§ Your task
Repeat the records verbatim and leave the pictures out of your copy.

§ Given records
:::

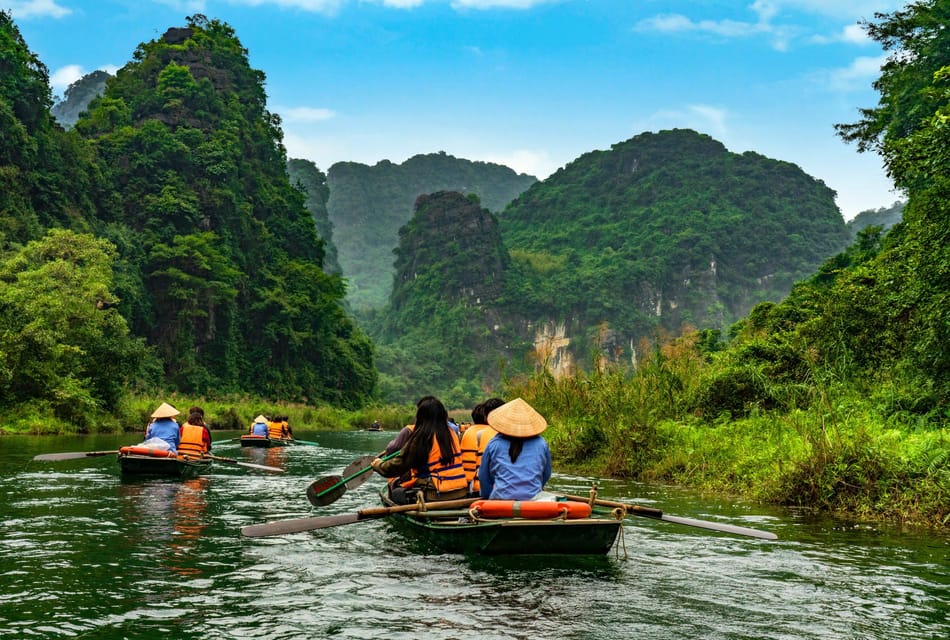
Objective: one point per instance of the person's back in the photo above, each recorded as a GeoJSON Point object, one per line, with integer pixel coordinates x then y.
{"type": "Point", "coordinates": [474, 440]}
{"type": "Point", "coordinates": [164, 427]}
{"type": "Point", "coordinates": [431, 456]}
{"type": "Point", "coordinates": [195, 438]}
{"type": "Point", "coordinates": [259, 427]}
{"type": "Point", "coordinates": [517, 462]}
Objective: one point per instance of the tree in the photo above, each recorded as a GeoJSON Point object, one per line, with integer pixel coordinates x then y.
{"type": "Point", "coordinates": [62, 347]}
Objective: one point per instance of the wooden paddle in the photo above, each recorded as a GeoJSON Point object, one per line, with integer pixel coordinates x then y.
{"type": "Point", "coordinates": [323, 522]}
{"type": "Point", "coordinates": [656, 514]}
{"type": "Point", "coordinates": [249, 465]}
{"type": "Point", "coordinates": [329, 489]}
{"type": "Point", "coordinates": [75, 455]}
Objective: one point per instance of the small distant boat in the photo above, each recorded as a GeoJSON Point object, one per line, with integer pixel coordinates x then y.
{"type": "Point", "coordinates": [144, 461]}
{"type": "Point", "coordinates": [555, 533]}
{"type": "Point", "coordinates": [264, 442]}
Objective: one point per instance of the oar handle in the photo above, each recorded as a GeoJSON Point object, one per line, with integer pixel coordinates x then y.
{"type": "Point", "coordinates": [649, 512]}
{"type": "Point", "coordinates": [380, 512]}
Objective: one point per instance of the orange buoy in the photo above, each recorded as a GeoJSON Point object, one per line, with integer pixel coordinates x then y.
{"type": "Point", "coordinates": [147, 451]}
{"type": "Point", "coordinates": [531, 509]}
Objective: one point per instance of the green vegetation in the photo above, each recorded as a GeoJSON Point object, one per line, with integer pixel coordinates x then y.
{"type": "Point", "coordinates": [662, 230]}
{"type": "Point", "coordinates": [368, 205]}
{"type": "Point", "coordinates": [441, 332]}
{"type": "Point", "coordinates": [192, 265]}
{"type": "Point", "coordinates": [835, 398]}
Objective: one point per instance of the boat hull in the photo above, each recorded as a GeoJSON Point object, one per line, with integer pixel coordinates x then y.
{"type": "Point", "coordinates": [509, 536]}
{"type": "Point", "coordinates": [133, 465]}
{"type": "Point", "coordinates": [263, 442]}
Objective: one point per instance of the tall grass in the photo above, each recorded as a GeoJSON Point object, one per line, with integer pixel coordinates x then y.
{"type": "Point", "coordinates": [838, 451]}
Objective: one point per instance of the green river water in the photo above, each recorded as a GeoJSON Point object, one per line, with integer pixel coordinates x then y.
{"type": "Point", "coordinates": [84, 554]}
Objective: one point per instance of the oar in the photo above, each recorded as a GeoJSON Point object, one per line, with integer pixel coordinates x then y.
{"type": "Point", "coordinates": [75, 455]}
{"type": "Point", "coordinates": [329, 489]}
{"type": "Point", "coordinates": [323, 522]}
{"type": "Point", "coordinates": [249, 465]}
{"type": "Point", "coordinates": [656, 514]}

:::

§ Written answer
Objective: one point per instance of the person's back in the photo above, each recorded as a GeoJSON Point object, one per line, with integer pixel coordinates x then y.
{"type": "Point", "coordinates": [474, 440]}
{"type": "Point", "coordinates": [164, 427]}
{"type": "Point", "coordinates": [431, 456]}
{"type": "Point", "coordinates": [195, 438]}
{"type": "Point", "coordinates": [259, 427]}
{"type": "Point", "coordinates": [517, 462]}
Objective: one point per instance of the tree in the photo above, each recorded as a GeoJSON Point object, one per line, with integer pixel coordinates x then y.
{"type": "Point", "coordinates": [62, 347]}
Objective: one point per instance of the wooden paddle in the photo above, each recorded as a GeoJSON Point object, one per line, with integer pixel coordinates x then y.
{"type": "Point", "coordinates": [323, 522]}
{"type": "Point", "coordinates": [656, 514]}
{"type": "Point", "coordinates": [249, 465]}
{"type": "Point", "coordinates": [329, 489]}
{"type": "Point", "coordinates": [75, 455]}
Objective: one point per instance of the small distant boat in the photo above, each recorded as a GeoJSON Point object, one per line, with integer pixel coordinates x then y.
{"type": "Point", "coordinates": [144, 461]}
{"type": "Point", "coordinates": [555, 533]}
{"type": "Point", "coordinates": [264, 442]}
Objective: one point per instance of the oar handle in the photo above, each recorded as a GeoJSON Point object, one per line, with integer pixel coordinates x then y.
{"type": "Point", "coordinates": [649, 512]}
{"type": "Point", "coordinates": [380, 512]}
Objective: one point per instance of the orange buoy in the photo above, each recorded as a GeoJSON Point object, one per line, with integer pixel coordinates x then y.
{"type": "Point", "coordinates": [147, 451]}
{"type": "Point", "coordinates": [531, 509]}
Objective: one point per instance of the green vegetation in the photo above, each recorded as a GeoJSON Point object, one per line, with integer pixel coordinates x then y.
{"type": "Point", "coordinates": [662, 230]}
{"type": "Point", "coordinates": [368, 205]}
{"type": "Point", "coordinates": [441, 332]}
{"type": "Point", "coordinates": [192, 265]}
{"type": "Point", "coordinates": [835, 398]}
Objective: one point per instance of the boat hull in the photo above, each recorded as a GeoJSON Point object, one per line, with integer pixel coordinates x then y.
{"type": "Point", "coordinates": [509, 536]}
{"type": "Point", "coordinates": [133, 465]}
{"type": "Point", "coordinates": [263, 442]}
Objective: one point per instance of the tall grass in the photo above, each recorded as a GeoJSON Point object, one per line, with integer pixel coordinates x then y.
{"type": "Point", "coordinates": [838, 451]}
Objective: one point per instance of the green river water in the photo above, each recorded as a GeoJSON Point object, one per line, with integer pixel coordinates x then y.
{"type": "Point", "coordinates": [84, 554]}
Objective: one point per instance of the oar in the photo above, each recorded as a GeoJSON Point object, one per line, with integer pixel coordinates x then y.
{"type": "Point", "coordinates": [75, 455]}
{"type": "Point", "coordinates": [329, 489]}
{"type": "Point", "coordinates": [323, 522]}
{"type": "Point", "coordinates": [249, 465]}
{"type": "Point", "coordinates": [656, 514]}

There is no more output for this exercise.